**TASK TO COMPLETE**
Can you copy out all the records below, swapping "integer pixel coordinates" for "whole-number pixel coordinates", changing nothing else, and leaving out the pictures?

**RECORDS PROVIDED**
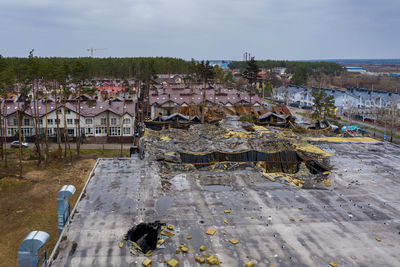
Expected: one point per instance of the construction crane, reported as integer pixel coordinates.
(94, 49)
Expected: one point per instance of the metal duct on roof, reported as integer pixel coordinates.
(62, 205)
(29, 247)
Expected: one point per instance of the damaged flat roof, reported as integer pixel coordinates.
(274, 224)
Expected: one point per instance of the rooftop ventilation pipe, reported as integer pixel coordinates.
(62, 205)
(28, 249)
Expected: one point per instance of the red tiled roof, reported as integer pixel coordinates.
(87, 110)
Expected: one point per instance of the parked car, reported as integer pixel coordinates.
(15, 144)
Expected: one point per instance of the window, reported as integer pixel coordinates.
(12, 122)
(71, 132)
(101, 131)
(127, 130)
(88, 131)
(26, 131)
(12, 131)
(115, 131)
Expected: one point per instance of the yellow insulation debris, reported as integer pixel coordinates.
(306, 147)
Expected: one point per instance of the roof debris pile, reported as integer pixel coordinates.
(232, 144)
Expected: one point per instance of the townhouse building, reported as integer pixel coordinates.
(97, 118)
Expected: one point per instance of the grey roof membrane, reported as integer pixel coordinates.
(340, 224)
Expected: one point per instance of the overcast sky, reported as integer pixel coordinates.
(202, 29)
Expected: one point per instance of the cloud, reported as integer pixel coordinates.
(284, 29)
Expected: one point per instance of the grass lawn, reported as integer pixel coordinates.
(30, 203)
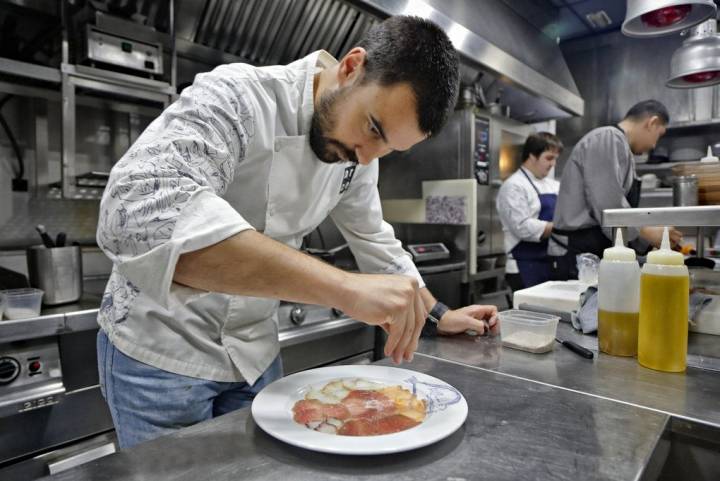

**SOLVED PROBLEM**
Expected: one point per instance of the construction crane, reported as whole-number pixel coordinates.
(94, 49)
Expected: one point per instance of the metal duct on roof, reported as whole-number pixel coordinates.
(62, 205)
(29, 247)
Expected: one point per instance of the damaged flat roof, reported as whole-number pixel coordinates.
(274, 224)
Expected: one point per instance of the rooftop ventilation pipe, reported as whole-number pixel coordinates.
(62, 205)
(28, 249)
Expected: one point per instance of the red tiled roof, reported as whole-number pixel coordinates.
(87, 110)
Expected: one point per instance of the parked car, reported as whole-number pixel coordinates.
(15, 144)
Expected: one point per instance of the window, reported as whole-number pixel coordinates.
(12, 122)
(71, 132)
(101, 131)
(127, 130)
(88, 131)
(26, 131)
(12, 131)
(115, 131)
Expected: one point per instance of the yellow insulation debris, reported as whole-number pixel coordinates.
(306, 147)
Expected: one point per instance of the roof debris pile, reported as whole-number pixel coordinates.
(232, 144)
Expected: one point per instance of the townhouse building, reported as whole-number pixel coordinates.
(97, 118)
Expected: one point per instance of the grey roof membrane, reported as whole-number pixel coordinates.
(340, 224)
Expected: one point per instance of the overcast sky, reported as whole-number pixel coordinates.
(202, 29)
Expected: one point per instance of the cloud, reported as whole-number pixel coordinates.
(284, 29)
Expected: one point per instance of the grass lawn, reported as whole-number pixel coordinates.
(30, 203)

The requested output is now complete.